SOiL:A Perennial Love Story
Greta is the owner of SOiL. Soil is a botanical skincare and wellness company who is now going to be growing her amazing plants on the big Liminal Equus land! When you come for a trail visit, you can expect to see and smell so many amazing herbs and flowers. We are so excited to have Greta with us and to get to collaborate with her!
The project-turned-lifestyle that is SOiL certainly didn't start as a business idea. I just couldn’t find skincare products that I enjoyed using, so I started making my own. First I used organic ingredients I had sourced myself, but it wasn’t long before I started growing my own plants (a long-time spiritual practice/obsession) so that I could have an even more intimate connection with each recipe. I have always had sensitive skin, and never knew what to do about it. In my late teens and twenties I was fortunate to find success as a model that took me out of the small rural town I grew up in and into a whole new universe of opportunity all around the world. It was a great experience for my mind and soul, but my poor skin took a beating. Frequent travel, broken sleep patterns, late nights, long days in makeup and harsh cleansers to remove it all took their toll over the years.

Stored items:
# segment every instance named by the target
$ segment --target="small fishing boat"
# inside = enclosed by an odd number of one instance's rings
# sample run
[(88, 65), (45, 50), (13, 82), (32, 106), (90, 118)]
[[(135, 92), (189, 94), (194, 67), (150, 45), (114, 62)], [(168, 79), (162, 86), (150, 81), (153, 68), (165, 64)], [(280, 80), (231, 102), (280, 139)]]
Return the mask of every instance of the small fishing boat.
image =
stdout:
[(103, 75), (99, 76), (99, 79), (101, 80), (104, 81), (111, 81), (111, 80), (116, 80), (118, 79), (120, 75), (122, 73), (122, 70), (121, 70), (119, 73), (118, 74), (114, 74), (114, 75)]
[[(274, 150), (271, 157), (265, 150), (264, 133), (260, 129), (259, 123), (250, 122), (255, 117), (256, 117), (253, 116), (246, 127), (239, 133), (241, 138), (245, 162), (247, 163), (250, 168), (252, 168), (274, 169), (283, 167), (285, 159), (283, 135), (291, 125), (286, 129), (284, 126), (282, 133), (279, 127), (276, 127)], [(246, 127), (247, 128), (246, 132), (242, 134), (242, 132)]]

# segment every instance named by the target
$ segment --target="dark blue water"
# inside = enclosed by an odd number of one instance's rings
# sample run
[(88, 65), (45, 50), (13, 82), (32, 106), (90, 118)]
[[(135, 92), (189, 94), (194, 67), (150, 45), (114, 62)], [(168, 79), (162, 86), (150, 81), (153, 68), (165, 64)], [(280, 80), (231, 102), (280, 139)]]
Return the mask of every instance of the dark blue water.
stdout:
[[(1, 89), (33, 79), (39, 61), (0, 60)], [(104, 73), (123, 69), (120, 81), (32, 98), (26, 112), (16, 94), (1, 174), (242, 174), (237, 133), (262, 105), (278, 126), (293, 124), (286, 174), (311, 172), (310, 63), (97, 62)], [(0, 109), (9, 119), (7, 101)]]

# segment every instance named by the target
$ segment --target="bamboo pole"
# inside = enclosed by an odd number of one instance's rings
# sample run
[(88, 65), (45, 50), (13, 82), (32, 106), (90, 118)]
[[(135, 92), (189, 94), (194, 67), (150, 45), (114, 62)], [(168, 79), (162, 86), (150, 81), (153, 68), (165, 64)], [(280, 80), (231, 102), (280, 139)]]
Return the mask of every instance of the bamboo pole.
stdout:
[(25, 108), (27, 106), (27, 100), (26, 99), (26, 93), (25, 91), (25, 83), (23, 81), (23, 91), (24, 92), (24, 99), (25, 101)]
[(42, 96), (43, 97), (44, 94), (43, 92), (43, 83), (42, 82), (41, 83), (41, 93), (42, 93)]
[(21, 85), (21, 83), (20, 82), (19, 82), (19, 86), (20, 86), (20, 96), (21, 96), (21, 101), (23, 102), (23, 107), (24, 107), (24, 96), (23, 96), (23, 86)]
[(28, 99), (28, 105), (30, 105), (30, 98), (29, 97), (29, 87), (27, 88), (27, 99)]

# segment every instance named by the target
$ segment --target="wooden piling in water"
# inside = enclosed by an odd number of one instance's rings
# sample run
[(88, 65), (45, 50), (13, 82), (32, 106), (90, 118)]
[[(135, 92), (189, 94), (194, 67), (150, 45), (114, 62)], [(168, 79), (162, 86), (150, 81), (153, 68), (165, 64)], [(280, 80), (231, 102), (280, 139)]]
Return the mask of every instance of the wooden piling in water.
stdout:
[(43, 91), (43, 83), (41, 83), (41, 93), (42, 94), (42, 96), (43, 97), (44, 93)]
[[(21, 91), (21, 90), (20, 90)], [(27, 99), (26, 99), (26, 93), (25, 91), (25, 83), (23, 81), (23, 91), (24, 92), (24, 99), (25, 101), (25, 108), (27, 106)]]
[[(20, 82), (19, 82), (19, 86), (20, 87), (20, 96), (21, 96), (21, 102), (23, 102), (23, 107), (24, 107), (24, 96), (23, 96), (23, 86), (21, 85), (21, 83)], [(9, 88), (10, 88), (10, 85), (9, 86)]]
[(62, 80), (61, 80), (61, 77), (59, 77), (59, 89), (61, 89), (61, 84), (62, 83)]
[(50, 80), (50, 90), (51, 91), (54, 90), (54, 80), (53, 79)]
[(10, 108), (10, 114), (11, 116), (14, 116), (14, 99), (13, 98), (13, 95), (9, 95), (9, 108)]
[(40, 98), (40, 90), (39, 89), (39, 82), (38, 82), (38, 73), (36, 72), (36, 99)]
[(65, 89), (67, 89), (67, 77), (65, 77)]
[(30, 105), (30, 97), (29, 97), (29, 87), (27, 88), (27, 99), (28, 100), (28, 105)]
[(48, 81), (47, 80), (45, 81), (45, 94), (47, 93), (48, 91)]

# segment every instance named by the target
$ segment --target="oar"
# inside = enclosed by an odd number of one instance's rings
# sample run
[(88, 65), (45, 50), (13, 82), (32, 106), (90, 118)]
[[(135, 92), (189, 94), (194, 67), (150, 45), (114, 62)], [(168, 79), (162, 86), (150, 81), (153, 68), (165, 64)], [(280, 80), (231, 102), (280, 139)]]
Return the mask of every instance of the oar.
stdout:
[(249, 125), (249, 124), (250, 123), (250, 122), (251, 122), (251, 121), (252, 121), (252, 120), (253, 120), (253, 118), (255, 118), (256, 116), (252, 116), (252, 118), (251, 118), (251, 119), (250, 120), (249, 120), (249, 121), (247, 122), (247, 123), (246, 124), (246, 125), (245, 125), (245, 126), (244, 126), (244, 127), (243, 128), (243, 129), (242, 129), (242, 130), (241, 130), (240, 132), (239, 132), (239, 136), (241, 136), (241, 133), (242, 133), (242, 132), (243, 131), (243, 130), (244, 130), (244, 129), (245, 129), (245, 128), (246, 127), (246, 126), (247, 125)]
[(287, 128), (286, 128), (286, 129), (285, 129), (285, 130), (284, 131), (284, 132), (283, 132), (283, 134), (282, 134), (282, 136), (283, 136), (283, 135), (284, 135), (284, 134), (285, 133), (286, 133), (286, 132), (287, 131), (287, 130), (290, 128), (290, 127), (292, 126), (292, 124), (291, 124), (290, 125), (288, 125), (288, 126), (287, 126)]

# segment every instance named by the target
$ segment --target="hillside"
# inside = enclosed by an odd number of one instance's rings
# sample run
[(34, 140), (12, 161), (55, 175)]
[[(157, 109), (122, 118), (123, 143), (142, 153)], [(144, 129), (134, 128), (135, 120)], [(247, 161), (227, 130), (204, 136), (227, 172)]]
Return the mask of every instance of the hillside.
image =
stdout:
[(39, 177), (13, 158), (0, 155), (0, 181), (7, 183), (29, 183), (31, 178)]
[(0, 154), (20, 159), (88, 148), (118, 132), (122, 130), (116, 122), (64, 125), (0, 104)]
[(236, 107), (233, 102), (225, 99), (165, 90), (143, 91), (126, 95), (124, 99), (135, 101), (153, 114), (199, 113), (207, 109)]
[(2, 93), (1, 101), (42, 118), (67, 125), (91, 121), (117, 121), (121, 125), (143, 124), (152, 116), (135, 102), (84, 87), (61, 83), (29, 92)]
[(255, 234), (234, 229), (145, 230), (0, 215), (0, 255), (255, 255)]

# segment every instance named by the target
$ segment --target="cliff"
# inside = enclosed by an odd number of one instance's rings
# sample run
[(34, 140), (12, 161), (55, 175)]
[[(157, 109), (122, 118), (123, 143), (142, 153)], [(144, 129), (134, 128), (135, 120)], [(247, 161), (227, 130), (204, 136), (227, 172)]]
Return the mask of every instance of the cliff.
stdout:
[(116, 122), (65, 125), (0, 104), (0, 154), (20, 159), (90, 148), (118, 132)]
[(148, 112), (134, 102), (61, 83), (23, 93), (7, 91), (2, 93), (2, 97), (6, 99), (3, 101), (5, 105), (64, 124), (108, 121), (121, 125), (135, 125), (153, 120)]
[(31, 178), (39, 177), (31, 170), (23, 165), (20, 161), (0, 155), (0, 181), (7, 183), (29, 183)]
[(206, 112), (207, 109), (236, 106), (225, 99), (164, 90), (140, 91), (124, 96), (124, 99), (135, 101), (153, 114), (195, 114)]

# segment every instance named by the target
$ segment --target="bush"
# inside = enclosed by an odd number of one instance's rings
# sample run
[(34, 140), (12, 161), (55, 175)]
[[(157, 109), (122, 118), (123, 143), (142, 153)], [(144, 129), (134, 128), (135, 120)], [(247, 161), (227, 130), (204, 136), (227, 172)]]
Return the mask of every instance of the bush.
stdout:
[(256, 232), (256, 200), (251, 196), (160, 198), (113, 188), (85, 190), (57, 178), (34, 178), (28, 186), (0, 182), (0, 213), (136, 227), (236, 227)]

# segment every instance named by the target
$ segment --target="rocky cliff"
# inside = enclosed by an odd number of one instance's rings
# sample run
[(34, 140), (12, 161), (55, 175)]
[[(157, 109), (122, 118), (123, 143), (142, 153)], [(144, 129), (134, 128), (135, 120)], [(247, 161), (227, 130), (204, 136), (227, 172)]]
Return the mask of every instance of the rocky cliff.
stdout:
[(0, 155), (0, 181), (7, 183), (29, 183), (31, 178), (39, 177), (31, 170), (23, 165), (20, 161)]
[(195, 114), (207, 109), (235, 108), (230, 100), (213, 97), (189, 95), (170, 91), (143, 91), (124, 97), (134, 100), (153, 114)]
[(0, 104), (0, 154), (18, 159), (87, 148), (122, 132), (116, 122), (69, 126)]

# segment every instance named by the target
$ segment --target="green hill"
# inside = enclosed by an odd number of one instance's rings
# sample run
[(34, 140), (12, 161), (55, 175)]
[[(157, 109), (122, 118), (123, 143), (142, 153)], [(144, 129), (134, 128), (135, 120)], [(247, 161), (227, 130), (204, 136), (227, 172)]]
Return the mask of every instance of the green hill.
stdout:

■ **COMPLETE THE FOLLOWING**
1 - In the SOiL story, shorten the paragraph that begins "Greta is the owner of SOiL" while keeping its main facts.
2 - According to the SOiL story, why did the writer move from sourcing organic ingredients to growing plants? Answer in one to three sentences.
3 - Print the part of the SOiL story from "The project-turned-lifestyle that" to "over the years.".

■ **RESULTS FOR THE EXERCISE**
1 - Greta owns SOiL, a botanical skincare and wellness company that will now grow her plants on the big Liminal Equus land. Trail visitors can expect to see and smell many herbs and flowers, and the team is excited to have Greta and to collaborate with her.

2 - The writer started growing plants to have an even more intimate connection with each recipe. Growing plants was also a long-time spiritual practice of the writer's.

3 -
The project-turned-lifestyle that is SOiL certainly didn't start as a business idea. I just couldn’t find skincare products that I enjoyed using, so I started making my own. First I used organic ingredients I had sourced myself, but it wasn’t long before I started growing my own plants (a long-time spiritual practice/obsession) so that I could have an even more intimate connection with each recipe. I have always had sensitive skin, and never knew what to do about it. In my late teens and twenties I was fortunate to find success as a model that took me out of the small rural town I grew up in and into a whole new universe of opportunity all around the world. It was a great experience for my mind and soul, but my poor skin took a beating. Frequent travel, broken sleep patterns, late nights, long days in makeup and harsh cleansers to remove it all took their toll over the years.